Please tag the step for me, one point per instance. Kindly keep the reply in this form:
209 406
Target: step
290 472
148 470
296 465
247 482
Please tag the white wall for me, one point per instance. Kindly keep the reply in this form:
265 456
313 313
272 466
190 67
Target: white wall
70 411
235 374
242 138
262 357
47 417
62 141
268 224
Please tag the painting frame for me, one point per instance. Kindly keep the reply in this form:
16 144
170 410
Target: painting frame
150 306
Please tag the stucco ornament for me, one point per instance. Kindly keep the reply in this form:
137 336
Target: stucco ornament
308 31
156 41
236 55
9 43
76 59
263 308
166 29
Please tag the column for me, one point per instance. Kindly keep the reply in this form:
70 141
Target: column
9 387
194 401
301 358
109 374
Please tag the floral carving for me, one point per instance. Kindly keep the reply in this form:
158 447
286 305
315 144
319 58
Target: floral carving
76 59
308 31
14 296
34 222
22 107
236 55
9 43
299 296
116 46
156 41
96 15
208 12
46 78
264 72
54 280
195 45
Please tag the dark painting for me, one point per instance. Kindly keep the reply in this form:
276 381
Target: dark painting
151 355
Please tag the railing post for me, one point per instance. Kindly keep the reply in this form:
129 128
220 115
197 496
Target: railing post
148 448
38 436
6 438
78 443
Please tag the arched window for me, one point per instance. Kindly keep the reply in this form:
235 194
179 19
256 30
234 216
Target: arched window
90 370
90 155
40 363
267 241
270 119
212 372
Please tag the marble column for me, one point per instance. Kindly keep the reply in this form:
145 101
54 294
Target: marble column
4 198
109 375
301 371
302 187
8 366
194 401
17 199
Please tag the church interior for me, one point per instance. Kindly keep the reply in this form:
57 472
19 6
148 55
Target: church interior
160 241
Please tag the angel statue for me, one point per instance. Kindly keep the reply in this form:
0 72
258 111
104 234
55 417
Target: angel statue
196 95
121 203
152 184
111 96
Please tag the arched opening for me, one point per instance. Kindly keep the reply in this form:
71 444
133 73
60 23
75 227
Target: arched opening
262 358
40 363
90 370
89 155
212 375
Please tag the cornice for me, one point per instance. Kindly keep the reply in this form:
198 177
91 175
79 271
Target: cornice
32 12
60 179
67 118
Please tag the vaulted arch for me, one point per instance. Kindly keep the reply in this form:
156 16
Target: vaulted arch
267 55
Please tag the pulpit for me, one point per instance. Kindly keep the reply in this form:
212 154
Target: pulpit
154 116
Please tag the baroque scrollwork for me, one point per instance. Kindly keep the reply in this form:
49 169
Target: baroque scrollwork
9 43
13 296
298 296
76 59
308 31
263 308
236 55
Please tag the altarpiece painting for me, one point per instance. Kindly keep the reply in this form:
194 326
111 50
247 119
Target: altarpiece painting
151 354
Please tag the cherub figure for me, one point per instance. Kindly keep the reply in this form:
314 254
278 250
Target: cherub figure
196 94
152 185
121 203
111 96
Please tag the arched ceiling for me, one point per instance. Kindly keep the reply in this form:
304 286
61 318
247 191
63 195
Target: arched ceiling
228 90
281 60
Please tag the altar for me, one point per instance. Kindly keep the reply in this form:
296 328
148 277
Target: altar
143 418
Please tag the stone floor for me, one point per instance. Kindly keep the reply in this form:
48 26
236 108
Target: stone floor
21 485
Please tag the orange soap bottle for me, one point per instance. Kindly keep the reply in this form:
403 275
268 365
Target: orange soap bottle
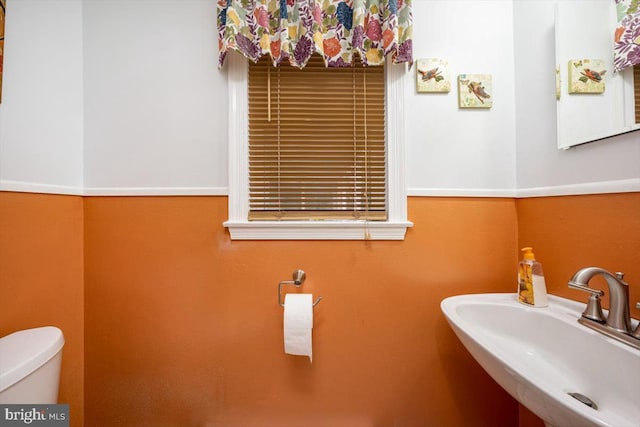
532 289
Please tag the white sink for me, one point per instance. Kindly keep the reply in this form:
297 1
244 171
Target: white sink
540 355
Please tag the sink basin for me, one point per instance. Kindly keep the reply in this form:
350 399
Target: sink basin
541 355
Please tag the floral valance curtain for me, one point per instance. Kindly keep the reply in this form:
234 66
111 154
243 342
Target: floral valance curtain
627 35
294 30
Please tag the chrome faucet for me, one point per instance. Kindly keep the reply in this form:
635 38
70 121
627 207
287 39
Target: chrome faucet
618 322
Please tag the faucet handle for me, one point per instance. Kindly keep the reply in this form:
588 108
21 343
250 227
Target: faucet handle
594 309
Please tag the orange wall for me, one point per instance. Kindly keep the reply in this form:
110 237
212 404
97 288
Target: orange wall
41 278
569 233
183 327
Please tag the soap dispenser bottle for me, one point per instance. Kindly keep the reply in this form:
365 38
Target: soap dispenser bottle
532 289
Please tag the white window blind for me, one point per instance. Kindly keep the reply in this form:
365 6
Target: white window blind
316 142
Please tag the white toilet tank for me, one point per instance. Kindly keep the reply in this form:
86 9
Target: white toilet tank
30 366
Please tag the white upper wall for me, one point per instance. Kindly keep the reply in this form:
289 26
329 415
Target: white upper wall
452 151
124 97
155 102
541 167
41 139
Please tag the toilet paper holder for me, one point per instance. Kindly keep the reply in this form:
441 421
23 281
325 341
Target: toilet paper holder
298 278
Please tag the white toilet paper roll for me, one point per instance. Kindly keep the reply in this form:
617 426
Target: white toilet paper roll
298 323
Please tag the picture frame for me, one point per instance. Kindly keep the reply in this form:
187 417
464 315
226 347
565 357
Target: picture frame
586 76
432 76
475 91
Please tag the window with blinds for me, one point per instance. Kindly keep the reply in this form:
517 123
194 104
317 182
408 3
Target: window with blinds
316 142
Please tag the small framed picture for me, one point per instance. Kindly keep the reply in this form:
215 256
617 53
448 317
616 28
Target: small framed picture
586 76
474 91
432 76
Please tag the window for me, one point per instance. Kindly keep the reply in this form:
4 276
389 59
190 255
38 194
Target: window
316 142
302 209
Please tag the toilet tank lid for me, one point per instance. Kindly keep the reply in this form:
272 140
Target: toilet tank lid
23 352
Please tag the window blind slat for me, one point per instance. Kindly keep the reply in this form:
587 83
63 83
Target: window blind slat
316 142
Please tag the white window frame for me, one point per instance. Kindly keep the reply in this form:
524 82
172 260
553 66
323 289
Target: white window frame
240 228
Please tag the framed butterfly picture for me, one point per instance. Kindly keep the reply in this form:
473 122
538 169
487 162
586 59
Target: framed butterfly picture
586 75
475 91
432 75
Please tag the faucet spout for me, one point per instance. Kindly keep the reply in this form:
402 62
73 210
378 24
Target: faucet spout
618 318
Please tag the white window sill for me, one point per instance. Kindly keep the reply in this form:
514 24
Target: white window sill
317 230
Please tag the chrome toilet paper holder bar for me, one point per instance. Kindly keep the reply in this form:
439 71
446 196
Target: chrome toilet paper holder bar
298 278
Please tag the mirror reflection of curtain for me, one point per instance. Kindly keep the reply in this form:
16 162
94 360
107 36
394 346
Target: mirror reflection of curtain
627 34
2 5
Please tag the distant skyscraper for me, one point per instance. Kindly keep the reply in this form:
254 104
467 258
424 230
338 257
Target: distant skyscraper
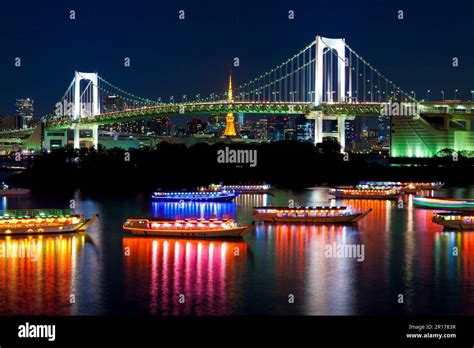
196 126
112 103
261 131
276 127
240 119
24 109
304 129
229 125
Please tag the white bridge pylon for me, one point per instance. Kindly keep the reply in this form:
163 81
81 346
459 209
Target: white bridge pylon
84 103
324 44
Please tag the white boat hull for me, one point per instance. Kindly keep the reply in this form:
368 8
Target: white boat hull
342 219
215 233
80 226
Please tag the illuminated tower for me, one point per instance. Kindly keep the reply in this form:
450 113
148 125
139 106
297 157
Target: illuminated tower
229 120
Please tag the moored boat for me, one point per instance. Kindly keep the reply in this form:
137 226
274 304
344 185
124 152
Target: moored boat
455 220
189 228
365 193
308 215
256 189
407 187
40 221
443 203
195 196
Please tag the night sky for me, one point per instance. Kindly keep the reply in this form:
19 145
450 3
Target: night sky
175 57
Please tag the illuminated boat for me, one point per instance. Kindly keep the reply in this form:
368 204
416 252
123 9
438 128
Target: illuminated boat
407 187
308 215
39 221
366 192
196 196
5 190
189 228
455 220
260 189
443 203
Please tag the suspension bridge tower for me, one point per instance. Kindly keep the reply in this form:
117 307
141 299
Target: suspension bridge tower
230 120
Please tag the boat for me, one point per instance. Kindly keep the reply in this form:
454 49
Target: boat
189 228
455 220
443 203
40 221
195 196
5 190
308 215
365 193
407 187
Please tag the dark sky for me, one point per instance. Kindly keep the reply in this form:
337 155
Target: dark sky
175 57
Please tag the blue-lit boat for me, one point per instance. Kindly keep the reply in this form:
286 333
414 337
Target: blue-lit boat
195 196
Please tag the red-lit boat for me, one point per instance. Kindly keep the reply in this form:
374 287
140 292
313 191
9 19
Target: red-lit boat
309 215
189 228
455 220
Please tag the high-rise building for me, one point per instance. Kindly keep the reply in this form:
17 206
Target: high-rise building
112 103
24 108
304 129
196 126
10 122
276 127
384 130
240 119
261 131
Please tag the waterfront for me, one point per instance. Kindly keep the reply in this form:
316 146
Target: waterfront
111 272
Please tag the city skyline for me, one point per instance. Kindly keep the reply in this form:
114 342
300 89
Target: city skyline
155 72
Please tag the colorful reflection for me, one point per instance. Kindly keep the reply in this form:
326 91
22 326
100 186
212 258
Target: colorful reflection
37 274
309 265
183 210
454 268
179 276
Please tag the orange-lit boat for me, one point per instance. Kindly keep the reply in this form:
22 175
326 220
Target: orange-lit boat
189 228
455 220
407 187
365 193
39 221
309 215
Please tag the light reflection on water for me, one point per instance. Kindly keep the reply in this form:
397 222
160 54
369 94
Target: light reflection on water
404 253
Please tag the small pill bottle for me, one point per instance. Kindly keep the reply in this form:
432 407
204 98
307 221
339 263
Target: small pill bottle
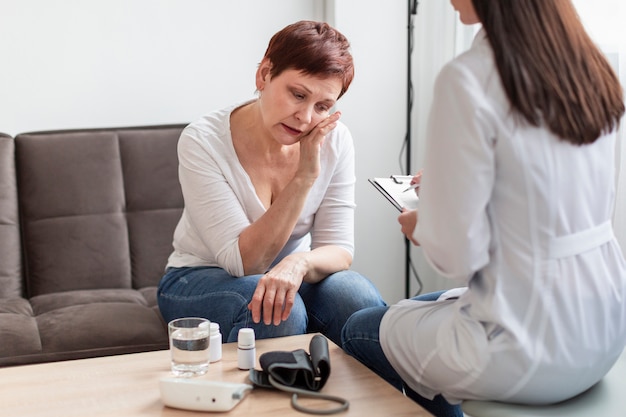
246 349
215 344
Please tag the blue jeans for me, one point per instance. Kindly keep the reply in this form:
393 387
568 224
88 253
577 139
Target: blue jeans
212 293
360 338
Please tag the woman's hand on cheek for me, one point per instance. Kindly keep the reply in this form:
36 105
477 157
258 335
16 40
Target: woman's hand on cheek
311 144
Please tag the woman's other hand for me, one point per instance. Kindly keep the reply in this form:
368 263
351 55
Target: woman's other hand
276 291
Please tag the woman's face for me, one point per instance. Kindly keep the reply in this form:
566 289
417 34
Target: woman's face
293 103
467 14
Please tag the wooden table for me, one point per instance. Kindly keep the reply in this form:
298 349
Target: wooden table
128 385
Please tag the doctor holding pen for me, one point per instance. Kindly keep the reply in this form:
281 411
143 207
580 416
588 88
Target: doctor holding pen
516 201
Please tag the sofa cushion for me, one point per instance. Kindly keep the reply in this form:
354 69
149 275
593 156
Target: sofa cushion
18 327
97 211
10 251
98 206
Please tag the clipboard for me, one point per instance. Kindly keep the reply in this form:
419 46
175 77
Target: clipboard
393 189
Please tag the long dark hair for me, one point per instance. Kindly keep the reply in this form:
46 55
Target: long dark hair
552 71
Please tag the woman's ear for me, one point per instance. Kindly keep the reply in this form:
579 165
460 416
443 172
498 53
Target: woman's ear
263 74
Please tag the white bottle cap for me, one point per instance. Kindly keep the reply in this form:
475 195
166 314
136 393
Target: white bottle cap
245 338
215 328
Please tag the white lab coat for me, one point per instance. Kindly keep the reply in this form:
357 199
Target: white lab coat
523 219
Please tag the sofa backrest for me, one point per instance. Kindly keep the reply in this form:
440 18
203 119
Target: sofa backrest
98 207
10 257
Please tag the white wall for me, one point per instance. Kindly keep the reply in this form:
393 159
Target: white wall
108 63
97 63
375 110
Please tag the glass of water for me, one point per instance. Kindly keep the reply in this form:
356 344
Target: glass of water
189 346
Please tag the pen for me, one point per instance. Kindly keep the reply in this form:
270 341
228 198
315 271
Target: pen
412 187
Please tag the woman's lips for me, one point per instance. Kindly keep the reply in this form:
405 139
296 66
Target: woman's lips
290 130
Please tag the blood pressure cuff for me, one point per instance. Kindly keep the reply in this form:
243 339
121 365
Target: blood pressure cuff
295 369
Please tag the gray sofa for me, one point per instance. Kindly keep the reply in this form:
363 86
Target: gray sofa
86 224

◆ **Short task**
Everything from the line with "Please tag the pen" through the last line of the material above should be echoed exactly, and nothing else.

◆ **Correct output**
Please tag the pen for me, one point per instance. Kindly keep the reply in this form:
270 341
228 198
315 271
Target: pen
412 187
Please tag the woman's lips for me, one point per instance. Kindly keep the reply in this form:
405 139
296 66
Target: woman's lips
290 130
Please tag the blood pressure cuff for me, one point per instance. Kindly keep the reply in this form:
243 339
121 365
Target: blood pressure cuff
295 369
Please tag the gray sofa for me, one point per instance. Kindly keep the reply in this form:
363 86
Target: gray sofa
86 224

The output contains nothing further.